__TEXT__:
* * * *
Sorry we forget about the rest of the Country freezing its A$$ off.


----------



## rawdawg (Apr 27, 2007)

I'll rustle up something and throw into the pot for the BBQ if it happens.


----------



## theunderfighter (Apr 4, 2011)

rawdawg said:


> I'll rustle up something and throw into the pot for the BBQ if it happens.


I'll 2nd this. I think I'll make a full commitment to make it for this as a little birthday present to myself and not drink too much the night before.


----------



## jtaudioacc (Apr 6, 2010)

so let's get some votes, or ideas on food.

i can get my usual sandwich platter thing from costco in addition to whatever we decide.

so there's Pizza, BBQ Platter, actual BBQ'n Darinof said he could bring a small BBQ if someone wants to cook.

I'm kinda thinkin cooking will be a little too complicated, but it won't be me cooking so, I guess it doesn't really matter. 

We need some minor stuff like chips, cookies, soda, and water (xxxbusa has water handled)

I like Mountain Dew and Coke Zero. 

As usual, I don't have much seating, so if you have a portable chair, not a bad idea to bring it.


----------



## TOOSTUBBORN2FAIL (Jan 31, 2011)

Barring disaster, ill be there, so ill bring a case of dew, and a couple chairs.


----------



## jtaudioacc (Apr 6, 2010)

TOOSTUBBORN2FAIL said:


> Barring disaster, ill be there, so ill bring a case of dew, and a couple chairs.


:2thumbsup::2thumbsup::2thumbsup:


----------



## rawdawg (Apr 27, 2007)

Okay, count me in for some bags of those crunchy @ss kettle chips and cash for whoever brings a platter.


----------



## BigRed (Aug 12, 2007)

I say Michael bring and pay for the platter. Charge 5 a plate.


----------



## theunderfighter (Apr 4, 2011)

All the food sounds good, just decide on something soon so we know what to bring?
I think pizza would be easiest. BBQ and Sandwich platter both sound delicious as long as people bring some money? And BBQing on the grill sounds cool. You could always have someone collect some money and pick up some burgers and dogs once some people start arriving.
* * * *
__INFORMATION GIVEN__:

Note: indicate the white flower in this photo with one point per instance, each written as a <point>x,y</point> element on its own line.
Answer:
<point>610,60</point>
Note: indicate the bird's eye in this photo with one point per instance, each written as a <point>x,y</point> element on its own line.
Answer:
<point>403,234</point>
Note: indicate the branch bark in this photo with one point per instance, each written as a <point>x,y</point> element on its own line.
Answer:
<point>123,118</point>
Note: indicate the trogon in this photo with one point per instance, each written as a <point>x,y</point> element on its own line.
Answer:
* * * *
__TASK__:
In the forum thread, what does TOOSTUBBORN2FAIL say he will bring?

__COMPLETED TASK__:
A case of dew and a couple of chairs.